OPDRACHT: Neem alles vanaf de regel met "of the white" tot en met het einde van de lijst hieronder opnieuw over, ook de regels zonder coördinaten. Verschuif daarbij elk getal in de coördinaten met -74.

========================

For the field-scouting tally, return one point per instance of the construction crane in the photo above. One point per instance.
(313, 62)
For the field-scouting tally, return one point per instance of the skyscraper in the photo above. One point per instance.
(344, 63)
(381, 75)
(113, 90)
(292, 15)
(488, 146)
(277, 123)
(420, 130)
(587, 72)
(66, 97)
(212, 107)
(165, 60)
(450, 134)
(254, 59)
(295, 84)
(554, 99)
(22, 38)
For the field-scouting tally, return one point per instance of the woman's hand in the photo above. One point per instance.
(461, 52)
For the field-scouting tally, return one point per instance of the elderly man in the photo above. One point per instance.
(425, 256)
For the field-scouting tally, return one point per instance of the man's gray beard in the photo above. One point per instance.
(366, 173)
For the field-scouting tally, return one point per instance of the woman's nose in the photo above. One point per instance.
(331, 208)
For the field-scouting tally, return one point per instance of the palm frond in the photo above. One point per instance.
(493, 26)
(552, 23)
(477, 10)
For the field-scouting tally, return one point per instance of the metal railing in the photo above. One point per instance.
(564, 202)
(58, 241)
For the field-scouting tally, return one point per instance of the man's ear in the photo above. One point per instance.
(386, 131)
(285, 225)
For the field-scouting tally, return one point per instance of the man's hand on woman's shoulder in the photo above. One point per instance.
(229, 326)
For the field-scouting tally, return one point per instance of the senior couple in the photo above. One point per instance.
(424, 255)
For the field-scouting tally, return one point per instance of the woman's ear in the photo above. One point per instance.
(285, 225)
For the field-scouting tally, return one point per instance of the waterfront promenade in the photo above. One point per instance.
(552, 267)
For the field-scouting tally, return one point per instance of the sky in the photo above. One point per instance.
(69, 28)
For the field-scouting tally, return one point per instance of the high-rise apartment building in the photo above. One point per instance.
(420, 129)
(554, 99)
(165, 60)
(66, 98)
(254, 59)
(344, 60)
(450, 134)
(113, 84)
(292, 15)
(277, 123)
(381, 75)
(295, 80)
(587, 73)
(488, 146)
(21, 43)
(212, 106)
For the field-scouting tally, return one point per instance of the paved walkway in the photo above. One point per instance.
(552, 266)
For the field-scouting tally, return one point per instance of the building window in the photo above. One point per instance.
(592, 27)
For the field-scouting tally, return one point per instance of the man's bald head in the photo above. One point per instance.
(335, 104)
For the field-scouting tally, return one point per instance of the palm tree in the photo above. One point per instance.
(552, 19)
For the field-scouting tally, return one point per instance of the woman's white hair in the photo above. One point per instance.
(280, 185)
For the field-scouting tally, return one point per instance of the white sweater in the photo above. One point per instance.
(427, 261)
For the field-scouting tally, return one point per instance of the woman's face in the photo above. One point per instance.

========================

UITWERKING:
For the field-scouting tally, return one point per instance of the white sweater in the photo above. One point per instance.
(353, 187)
For the field-scouting tally, return one point per instance of the woman's face in the photo above. One point per instance.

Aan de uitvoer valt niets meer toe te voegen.